• [Work to be completed] Would you please return the lines of the entries below starting at the line that has "Target: grey eye" and ending at the line that has "Target: smoky eye makeup", both included, exactly as they are?

• [Saved entries]
◇ ◇ ◇ ◇ ◇ ◇ ◇

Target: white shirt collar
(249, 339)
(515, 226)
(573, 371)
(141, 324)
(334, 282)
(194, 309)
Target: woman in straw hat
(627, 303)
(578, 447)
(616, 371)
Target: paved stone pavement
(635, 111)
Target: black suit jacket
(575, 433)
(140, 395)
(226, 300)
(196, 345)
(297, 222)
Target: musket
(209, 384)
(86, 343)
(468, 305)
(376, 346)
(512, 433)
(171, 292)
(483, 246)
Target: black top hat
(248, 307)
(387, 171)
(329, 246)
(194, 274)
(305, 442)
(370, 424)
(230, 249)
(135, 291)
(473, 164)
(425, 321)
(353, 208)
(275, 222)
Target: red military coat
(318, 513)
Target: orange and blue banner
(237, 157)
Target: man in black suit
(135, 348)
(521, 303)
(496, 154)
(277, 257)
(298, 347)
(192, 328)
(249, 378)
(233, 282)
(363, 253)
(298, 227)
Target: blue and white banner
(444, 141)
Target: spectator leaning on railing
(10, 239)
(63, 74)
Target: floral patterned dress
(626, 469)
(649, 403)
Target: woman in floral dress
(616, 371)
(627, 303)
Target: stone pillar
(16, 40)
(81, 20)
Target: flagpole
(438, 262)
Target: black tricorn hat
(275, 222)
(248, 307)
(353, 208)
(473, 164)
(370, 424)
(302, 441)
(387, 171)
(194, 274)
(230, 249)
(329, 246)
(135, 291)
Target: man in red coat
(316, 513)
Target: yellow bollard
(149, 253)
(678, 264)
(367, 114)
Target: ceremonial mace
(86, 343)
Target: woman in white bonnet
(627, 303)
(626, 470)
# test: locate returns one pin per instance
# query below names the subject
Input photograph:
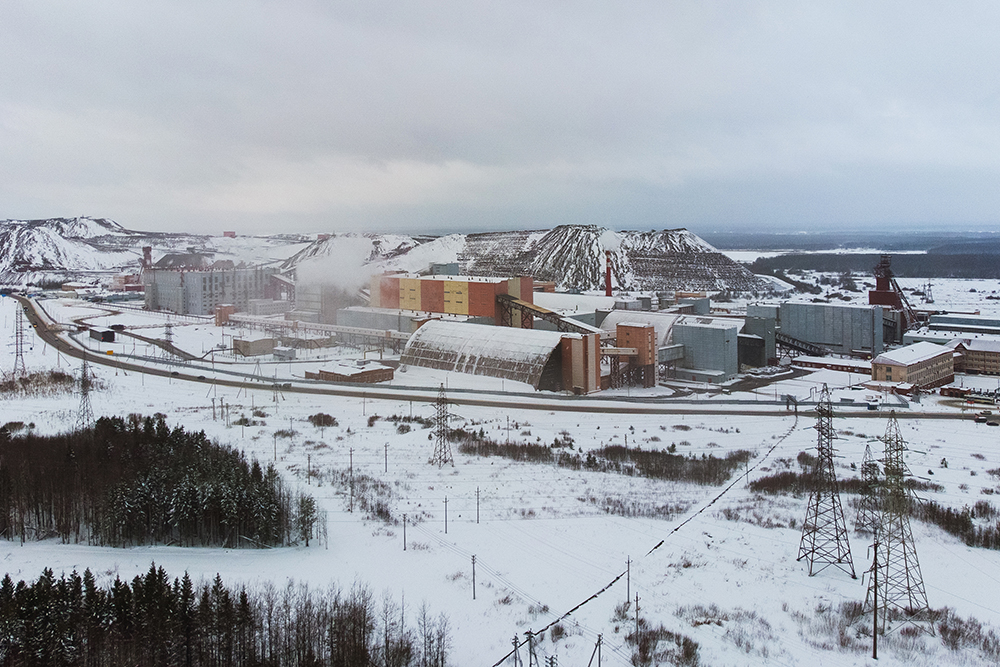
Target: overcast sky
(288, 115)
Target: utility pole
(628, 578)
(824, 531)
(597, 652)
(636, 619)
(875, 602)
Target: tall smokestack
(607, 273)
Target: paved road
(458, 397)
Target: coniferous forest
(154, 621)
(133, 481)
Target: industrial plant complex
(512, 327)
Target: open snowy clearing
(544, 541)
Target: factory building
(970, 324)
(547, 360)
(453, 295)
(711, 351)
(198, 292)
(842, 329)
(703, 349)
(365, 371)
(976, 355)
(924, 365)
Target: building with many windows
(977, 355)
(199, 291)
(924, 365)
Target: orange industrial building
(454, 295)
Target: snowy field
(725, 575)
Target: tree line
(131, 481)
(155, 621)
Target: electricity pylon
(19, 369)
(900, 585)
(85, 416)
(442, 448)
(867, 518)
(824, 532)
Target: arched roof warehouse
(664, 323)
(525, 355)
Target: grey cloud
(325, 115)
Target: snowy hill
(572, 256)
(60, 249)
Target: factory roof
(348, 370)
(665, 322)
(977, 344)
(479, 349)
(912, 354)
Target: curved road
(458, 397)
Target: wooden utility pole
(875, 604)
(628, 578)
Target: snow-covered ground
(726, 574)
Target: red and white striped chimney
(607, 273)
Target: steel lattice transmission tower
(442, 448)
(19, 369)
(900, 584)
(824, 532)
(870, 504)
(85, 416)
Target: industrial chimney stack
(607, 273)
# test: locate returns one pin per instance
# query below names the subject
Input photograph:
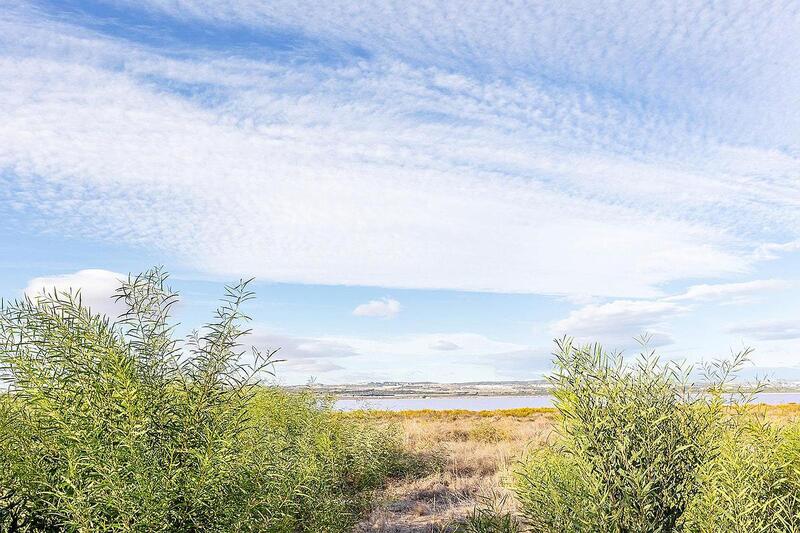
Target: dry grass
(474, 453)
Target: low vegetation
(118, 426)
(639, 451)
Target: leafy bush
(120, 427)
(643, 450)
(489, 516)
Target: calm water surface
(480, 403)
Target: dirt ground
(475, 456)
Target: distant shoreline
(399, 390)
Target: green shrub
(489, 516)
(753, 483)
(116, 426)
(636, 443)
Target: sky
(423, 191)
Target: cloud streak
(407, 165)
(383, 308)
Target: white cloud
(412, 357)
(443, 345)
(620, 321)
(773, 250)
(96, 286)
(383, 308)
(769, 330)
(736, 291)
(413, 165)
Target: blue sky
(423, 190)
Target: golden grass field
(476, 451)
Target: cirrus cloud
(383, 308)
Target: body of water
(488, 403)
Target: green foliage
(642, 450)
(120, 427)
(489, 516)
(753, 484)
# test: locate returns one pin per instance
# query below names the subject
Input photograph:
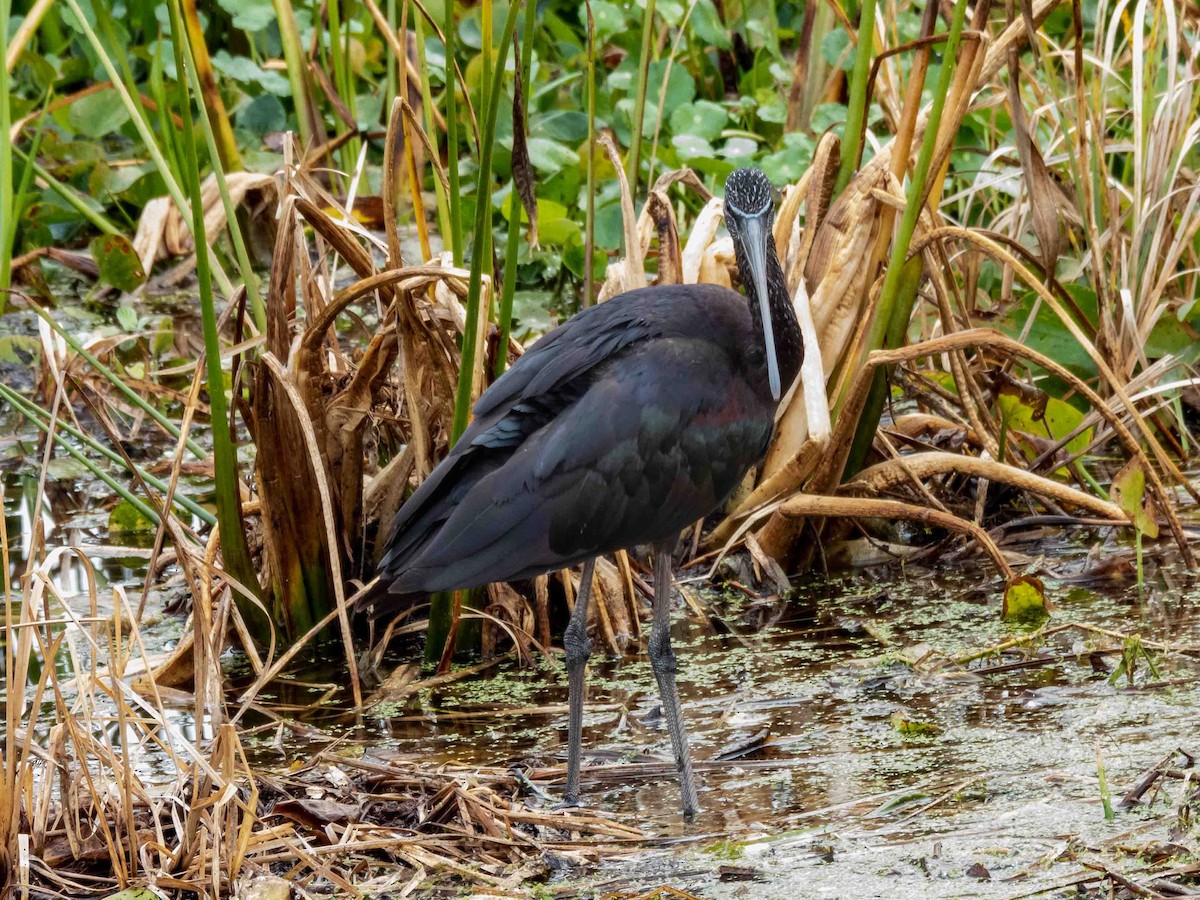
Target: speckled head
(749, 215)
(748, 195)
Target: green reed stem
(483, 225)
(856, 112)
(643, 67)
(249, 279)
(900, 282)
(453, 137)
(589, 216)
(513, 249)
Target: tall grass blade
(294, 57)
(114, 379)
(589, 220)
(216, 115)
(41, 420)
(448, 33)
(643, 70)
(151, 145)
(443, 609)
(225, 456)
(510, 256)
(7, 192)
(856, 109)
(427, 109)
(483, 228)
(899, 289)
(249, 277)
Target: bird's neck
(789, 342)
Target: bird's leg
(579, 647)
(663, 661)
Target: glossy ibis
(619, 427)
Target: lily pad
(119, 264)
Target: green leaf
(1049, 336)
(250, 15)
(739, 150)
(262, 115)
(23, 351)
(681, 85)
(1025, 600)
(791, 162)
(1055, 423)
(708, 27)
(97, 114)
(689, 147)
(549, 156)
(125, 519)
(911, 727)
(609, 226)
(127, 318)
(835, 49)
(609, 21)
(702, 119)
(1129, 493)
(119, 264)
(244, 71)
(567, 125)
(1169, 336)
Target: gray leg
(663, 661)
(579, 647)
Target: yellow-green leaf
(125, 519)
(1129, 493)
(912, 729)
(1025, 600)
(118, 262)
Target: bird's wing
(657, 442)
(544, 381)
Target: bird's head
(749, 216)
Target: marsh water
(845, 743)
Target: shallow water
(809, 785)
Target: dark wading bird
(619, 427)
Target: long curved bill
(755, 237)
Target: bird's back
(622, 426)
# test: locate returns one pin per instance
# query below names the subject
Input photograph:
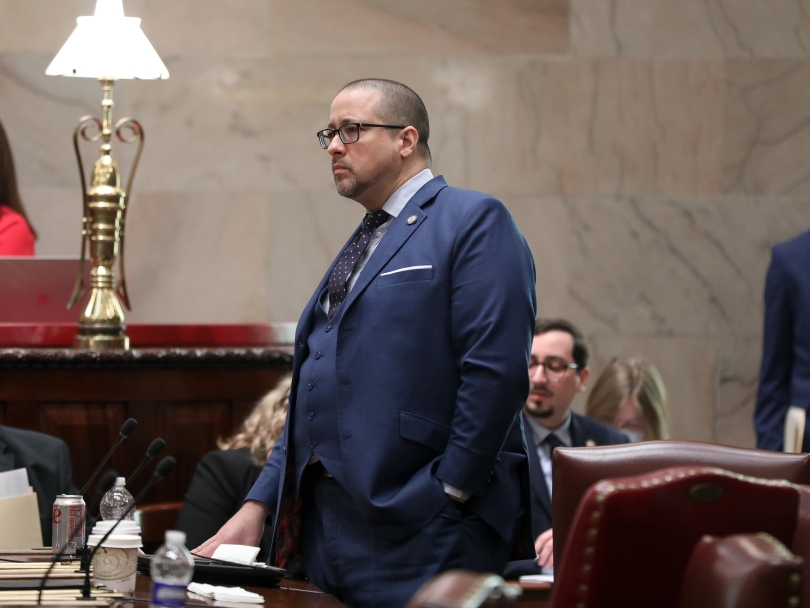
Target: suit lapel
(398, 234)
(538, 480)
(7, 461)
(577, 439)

◇ ◇ ◇ ◇ ◇ ◇ ◇

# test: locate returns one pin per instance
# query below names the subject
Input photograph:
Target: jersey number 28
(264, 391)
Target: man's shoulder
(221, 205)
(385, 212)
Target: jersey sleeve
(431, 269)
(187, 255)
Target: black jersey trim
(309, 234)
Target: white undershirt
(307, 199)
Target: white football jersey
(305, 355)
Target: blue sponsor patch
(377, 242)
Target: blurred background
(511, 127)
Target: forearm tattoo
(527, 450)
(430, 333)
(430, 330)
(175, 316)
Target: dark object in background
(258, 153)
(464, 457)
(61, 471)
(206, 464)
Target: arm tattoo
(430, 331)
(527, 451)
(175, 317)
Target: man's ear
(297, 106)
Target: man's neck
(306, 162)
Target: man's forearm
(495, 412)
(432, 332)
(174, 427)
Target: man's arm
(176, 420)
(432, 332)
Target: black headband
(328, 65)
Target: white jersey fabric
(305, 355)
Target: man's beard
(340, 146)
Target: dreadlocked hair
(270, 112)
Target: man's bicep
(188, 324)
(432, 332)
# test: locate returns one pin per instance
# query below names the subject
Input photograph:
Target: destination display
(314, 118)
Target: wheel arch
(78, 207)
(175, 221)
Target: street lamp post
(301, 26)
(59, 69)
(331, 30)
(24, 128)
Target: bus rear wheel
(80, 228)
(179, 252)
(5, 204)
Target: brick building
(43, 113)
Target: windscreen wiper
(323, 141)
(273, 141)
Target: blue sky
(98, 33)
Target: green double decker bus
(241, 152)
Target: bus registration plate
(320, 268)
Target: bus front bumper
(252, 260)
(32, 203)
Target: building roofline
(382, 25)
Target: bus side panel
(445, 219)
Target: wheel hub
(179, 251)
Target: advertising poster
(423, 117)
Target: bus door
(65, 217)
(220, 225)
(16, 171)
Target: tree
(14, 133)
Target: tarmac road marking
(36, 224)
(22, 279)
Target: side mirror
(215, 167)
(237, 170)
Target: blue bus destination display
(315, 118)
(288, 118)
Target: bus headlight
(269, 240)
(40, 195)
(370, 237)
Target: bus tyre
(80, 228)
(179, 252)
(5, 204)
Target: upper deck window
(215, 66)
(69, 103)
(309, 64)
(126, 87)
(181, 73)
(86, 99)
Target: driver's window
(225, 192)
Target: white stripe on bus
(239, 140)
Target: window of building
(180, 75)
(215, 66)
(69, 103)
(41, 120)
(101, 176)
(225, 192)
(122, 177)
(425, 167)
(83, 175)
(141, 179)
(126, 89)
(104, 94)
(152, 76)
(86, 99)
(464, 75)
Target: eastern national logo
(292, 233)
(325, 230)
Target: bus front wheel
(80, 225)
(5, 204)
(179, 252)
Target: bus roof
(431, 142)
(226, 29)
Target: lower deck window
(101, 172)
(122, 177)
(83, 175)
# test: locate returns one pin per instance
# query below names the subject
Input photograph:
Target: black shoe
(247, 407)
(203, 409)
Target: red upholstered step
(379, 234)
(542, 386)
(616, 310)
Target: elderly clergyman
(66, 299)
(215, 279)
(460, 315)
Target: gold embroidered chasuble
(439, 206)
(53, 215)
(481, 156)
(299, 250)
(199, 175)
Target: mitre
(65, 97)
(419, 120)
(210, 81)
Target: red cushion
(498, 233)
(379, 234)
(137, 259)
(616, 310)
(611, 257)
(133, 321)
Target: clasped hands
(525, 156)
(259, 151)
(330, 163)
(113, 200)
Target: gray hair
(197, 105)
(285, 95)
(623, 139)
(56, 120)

◇ ◇ ◇ ◇ ◇ ◇ ◇

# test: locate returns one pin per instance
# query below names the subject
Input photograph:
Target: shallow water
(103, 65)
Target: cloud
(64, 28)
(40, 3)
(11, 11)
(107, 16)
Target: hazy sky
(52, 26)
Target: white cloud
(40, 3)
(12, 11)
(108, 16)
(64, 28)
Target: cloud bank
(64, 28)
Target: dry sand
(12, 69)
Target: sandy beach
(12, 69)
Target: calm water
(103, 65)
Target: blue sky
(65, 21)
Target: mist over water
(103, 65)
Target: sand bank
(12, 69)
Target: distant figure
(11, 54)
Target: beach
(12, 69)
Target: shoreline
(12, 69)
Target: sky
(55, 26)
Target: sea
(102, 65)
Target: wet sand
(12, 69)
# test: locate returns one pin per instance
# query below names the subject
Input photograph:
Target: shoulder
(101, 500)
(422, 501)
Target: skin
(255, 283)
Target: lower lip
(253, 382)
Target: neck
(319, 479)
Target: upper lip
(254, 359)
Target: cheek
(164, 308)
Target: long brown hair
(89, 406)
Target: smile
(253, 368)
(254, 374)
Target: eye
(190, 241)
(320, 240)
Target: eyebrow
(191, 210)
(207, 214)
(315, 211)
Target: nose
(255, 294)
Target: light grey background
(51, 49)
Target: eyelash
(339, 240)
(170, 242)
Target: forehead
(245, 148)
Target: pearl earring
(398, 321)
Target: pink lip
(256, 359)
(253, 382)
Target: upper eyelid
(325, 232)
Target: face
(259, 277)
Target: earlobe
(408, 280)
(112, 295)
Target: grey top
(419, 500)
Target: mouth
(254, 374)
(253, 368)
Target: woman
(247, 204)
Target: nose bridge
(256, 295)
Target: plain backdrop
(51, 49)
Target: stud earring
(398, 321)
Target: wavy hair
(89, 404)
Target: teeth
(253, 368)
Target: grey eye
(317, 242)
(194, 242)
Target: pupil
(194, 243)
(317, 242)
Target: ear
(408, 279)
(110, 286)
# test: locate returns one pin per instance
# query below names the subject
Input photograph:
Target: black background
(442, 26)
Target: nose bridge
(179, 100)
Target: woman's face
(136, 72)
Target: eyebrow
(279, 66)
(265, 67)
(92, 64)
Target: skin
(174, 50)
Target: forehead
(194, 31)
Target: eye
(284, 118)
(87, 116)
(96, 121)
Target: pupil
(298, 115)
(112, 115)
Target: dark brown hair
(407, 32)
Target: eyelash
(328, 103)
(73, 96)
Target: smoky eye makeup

◇ ◇ ◇ ◇ ◇ ◇ ◇

• [Solution to this problem]
Target: grey eye
(317, 242)
(194, 242)
Target: pupil
(194, 243)
(317, 242)
Target: ear
(408, 279)
(110, 286)
# test: locate returns one pin per instance
# query below names the subject
Input photograph:
Target: black background
(442, 26)
Target: nose bridge
(179, 100)
Target: woman's face
(136, 72)
Target: eyebrow
(279, 66)
(265, 67)
(92, 64)
Target: skin
(174, 50)
Target: forehead
(194, 31)
Target: eye
(284, 118)
(87, 116)
(96, 121)
Target: pupil
(298, 115)
(112, 115)
Target: dark brown hair
(407, 32)
Target: eyelash
(328, 103)
(73, 96)
Target: smoky eye makeup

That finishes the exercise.